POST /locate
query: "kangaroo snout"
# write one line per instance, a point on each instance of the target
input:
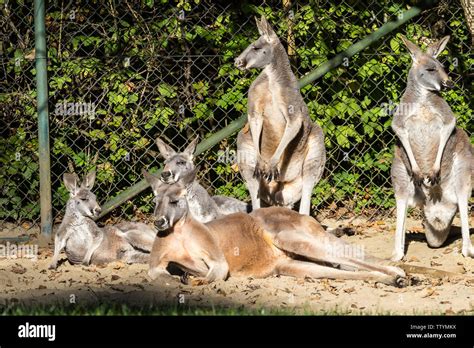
(239, 63)
(161, 223)
(448, 84)
(166, 176)
(97, 211)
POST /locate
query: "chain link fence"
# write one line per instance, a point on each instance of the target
(122, 73)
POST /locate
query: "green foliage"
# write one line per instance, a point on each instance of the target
(166, 68)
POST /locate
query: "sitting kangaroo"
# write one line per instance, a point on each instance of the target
(282, 157)
(269, 241)
(433, 159)
(84, 242)
(204, 207)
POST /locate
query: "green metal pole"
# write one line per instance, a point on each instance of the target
(359, 46)
(311, 77)
(43, 120)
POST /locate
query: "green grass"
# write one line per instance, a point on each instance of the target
(183, 310)
(164, 310)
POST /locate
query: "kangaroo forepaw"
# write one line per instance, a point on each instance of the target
(468, 251)
(417, 178)
(260, 169)
(434, 177)
(273, 174)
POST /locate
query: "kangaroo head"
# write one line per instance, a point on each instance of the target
(260, 52)
(177, 165)
(427, 72)
(83, 200)
(171, 205)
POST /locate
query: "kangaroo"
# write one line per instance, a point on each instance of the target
(280, 152)
(268, 241)
(433, 159)
(204, 207)
(84, 242)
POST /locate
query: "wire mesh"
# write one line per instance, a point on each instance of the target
(122, 73)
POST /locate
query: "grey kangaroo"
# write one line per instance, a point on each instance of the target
(282, 155)
(204, 207)
(84, 242)
(433, 158)
(268, 241)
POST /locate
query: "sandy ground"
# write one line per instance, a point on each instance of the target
(30, 282)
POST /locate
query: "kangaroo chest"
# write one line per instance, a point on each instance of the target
(424, 126)
(78, 241)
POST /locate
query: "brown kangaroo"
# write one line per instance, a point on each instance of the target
(269, 241)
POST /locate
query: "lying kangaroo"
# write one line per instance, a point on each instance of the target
(433, 159)
(282, 157)
(269, 241)
(204, 207)
(85, 242)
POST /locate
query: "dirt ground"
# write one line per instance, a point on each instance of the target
(30, 282)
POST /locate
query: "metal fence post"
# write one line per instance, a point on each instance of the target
(43, 118)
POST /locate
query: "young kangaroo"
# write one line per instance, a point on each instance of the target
(433, 159)
(204, 207)
(282, 157)
(84, 242)
(268, 241)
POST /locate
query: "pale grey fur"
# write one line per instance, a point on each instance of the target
(433, 159)
(281, 153)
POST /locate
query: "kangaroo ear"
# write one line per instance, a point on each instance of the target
(89, 180)
(165, 150)
(435, 49)
(189, 177)
(152, 180)
(71, 181)
(266, 30)
(191, 147)
(414, 50)
(259, 26)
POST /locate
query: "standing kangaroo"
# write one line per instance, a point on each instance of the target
(269, 241)
(433, 159)
(180, 165)
(85, 242)
(282, 157)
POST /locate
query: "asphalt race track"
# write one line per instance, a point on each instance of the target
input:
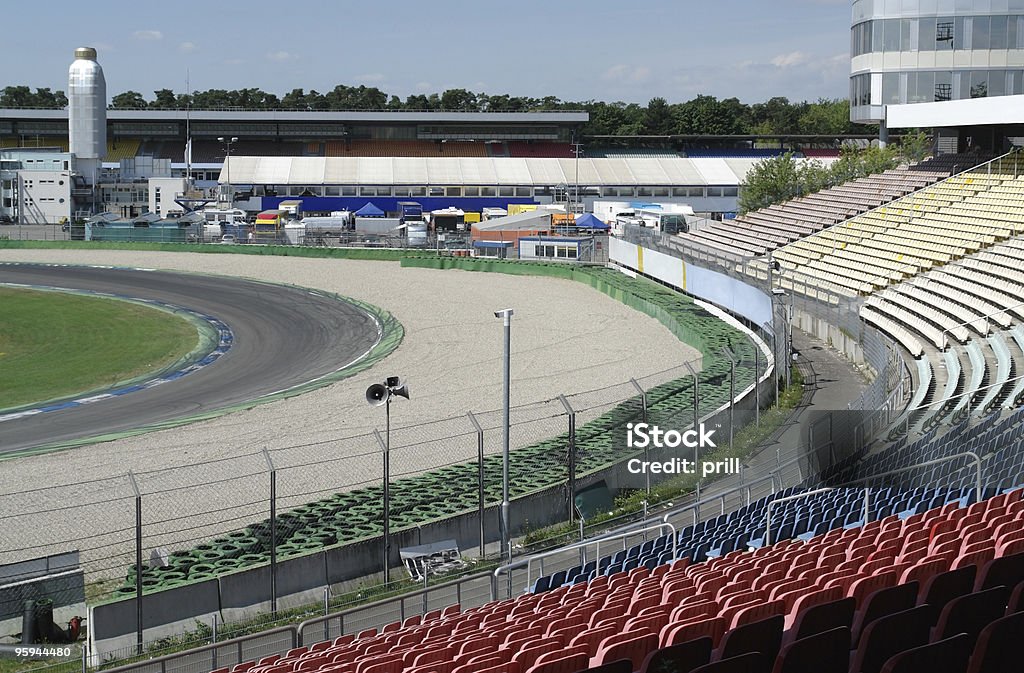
(283, 337)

* [PROBLEM REQUIREMENTS]
Write the listing above out again exactly, dropping each image.

* [TASK RESULT]
POST /locate
query: "kangaroo snout"
# write one line per instance, a point on each instance of the target
input:
(239, 63)
(161, 223)
(448, 84)
(166, 176)
(97, 211)
POST /locate
query: "chain link fence"
# write one line per instance, a point on each instance of the target
(122, 73)
POST /locate
query: "green foliage"
# write one line per instance, a point on each instance of the target
(166, 68)
POST /locate
query: "sitting kangaroo"
# write one line per instance, a point on each instance of the target
(282, 157)
(269, 241)
(433, 159)
(84, 242)
(204, 207)
POST /locate
query: "green metal pole"
# write one line per instance, a point on each instance of the target
(359, 46)
(311, 77)
(43, 120)
POST /locate
query: "green grass"
# write one line per instance, a point on each instance of the target
(183, 310)
(164, 310)
POST /locate
query: "kangaroo forepaw"
# write one line per instance, a point on each instance of the target
(468, 251)
(417, 178)
(260, 169)
(434, 177)
(273, 174)
POST /locate
query: "kangaroo head"
# write one line per instance, a point on each instance of the target
(260, 52)
(177, 165)
(427, 72)
(83, 200)
(171, 205)
POST /locate
query: "kangaroo"
# write one line per instance, a point on each instance of the target
(280, 152)
(268, 241)
(433, 159)
(204, 207)
(84, 242)
POST /locate
query: "wire mesh"
# write one line per instance, a point on each instance of the target
(122, 73)
POST /locate
query: "grey kangaroo"
# write one line per instance, a point on each instance of the target
(282, 155)
(204, 207)
(84, 242)
(433, 158)
(268, 241)
POST /locate
query: "sandy ground"
# write one line per instance, a point on each instance of the target
(30, 282)
POST /locate
query: "kangaroo chest"
# write one line per instance, a point on each instance of the target
(424, 126)
(78, 241)
POST /locate
query: "brown kangaroo"
# write one line per instance, a point on each instance of the target
(269, 241)
POST /locate
query: "lying kangaroo"
# write one line per instance, a point on each instance of the target
(433, 159)
(282, 157)
(269, 241)
(204, 207)
(85, 242)
POST /locate
query: "dirt ground"
# write one line per instance, a point on each instance of the target
(30, 282)
POST /locate
query: "metal fence post"
# write one line per instance, a point on each instance of the target
(43, 118)
POST /locate
query: "young kangaroo"
# write one line per instance, a point on each instance of the target
(433, 159)
(204, 207)
(282, 157)
(84, 242)
(268, 241)
POST /locate
query: "pale grey fur"
# write one line per instance, a point on each instance of the target
(433, 159)
(281, 153)
POST /locate
query: "kangaroo ear"
# write one line per instance, a point on each instance of the target
(89, 180)
(165, 150)
(435, 49)
(189, 177)
(152, 180)
(71, 181)
(266, 30)
(191, 147)
(414, 50)
(259, 26)
POST /locate
query: "standing kangaroo"
# write one line per instance, a point on each instance of the target
(269, 241)
(433, 159)
(180, 165)
(85, 242)
(282, 157)
POST /locate
query: "asphalt race track"
# write one line per instance, a point on each instance of the target
input:
(283, 337)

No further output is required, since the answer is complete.